[[ Information supplied open ]]
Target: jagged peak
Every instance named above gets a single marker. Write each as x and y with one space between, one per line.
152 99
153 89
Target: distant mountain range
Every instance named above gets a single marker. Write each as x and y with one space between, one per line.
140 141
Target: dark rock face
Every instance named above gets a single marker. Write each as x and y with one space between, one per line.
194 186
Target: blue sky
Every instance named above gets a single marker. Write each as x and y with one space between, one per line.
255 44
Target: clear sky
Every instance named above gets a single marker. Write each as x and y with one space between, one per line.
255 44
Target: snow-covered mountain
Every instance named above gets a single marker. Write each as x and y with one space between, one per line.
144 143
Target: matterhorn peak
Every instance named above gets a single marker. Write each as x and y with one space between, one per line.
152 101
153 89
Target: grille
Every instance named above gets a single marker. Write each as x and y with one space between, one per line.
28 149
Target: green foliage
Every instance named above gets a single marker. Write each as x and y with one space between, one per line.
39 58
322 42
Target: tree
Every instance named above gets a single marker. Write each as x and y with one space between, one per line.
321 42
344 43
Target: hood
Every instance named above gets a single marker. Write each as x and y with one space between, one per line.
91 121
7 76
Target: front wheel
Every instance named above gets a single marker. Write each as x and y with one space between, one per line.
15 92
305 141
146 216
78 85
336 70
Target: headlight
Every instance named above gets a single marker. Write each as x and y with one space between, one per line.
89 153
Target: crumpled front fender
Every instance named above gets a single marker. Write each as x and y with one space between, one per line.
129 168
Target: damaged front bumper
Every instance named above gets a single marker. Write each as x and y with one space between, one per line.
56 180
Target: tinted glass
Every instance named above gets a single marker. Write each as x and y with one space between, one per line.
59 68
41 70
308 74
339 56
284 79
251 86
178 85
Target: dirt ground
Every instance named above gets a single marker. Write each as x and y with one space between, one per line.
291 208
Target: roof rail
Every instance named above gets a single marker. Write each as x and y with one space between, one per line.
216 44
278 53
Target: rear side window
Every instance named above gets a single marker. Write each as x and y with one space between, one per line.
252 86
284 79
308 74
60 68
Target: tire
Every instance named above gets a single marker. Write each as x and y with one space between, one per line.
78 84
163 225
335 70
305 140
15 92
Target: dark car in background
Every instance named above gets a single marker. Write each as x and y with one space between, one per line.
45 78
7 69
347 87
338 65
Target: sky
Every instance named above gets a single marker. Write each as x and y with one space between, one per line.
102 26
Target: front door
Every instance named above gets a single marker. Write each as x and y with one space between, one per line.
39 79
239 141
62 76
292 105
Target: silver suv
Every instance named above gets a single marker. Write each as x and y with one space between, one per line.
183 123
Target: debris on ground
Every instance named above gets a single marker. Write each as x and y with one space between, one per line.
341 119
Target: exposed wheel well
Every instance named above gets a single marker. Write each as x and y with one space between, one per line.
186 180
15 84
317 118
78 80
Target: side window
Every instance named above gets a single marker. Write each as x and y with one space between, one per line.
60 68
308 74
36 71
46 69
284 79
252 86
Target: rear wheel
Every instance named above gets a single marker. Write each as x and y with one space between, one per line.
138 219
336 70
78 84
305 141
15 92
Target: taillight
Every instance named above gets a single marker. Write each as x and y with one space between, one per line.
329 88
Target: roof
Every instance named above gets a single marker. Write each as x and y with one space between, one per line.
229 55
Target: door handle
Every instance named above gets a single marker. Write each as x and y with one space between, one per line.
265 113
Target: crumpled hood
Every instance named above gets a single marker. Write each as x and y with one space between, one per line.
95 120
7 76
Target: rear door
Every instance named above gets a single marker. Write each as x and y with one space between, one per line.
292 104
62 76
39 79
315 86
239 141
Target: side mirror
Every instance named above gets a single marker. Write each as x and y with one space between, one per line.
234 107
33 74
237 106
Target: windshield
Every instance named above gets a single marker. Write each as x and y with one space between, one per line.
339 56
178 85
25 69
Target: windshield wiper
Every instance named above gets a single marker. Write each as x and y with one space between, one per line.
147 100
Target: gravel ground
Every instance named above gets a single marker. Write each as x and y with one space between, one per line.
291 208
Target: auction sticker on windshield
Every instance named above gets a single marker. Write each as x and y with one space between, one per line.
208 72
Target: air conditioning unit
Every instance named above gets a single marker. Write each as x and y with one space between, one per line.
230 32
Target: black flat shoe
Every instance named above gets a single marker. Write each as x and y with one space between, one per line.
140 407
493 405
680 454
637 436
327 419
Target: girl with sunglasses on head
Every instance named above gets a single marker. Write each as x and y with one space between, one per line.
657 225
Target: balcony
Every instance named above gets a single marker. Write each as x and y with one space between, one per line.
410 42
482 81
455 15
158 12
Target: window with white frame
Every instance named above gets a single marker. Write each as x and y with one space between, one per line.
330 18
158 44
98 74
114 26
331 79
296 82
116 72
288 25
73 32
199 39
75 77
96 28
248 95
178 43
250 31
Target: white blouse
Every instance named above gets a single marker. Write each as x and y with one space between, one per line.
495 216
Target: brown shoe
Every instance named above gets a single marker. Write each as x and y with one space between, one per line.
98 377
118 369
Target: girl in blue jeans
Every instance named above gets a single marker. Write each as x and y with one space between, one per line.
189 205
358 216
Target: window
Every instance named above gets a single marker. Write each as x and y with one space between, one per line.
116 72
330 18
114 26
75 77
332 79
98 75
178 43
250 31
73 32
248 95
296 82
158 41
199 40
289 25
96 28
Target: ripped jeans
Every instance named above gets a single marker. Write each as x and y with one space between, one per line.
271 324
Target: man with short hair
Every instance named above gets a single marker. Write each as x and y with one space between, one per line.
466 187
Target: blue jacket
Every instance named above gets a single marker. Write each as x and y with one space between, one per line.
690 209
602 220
[[ Information supplied closed ]]
• Brief
Pick every line of the data that includes the string "white".

• Response to this exercise
Target: window with white frame
Target: white blouse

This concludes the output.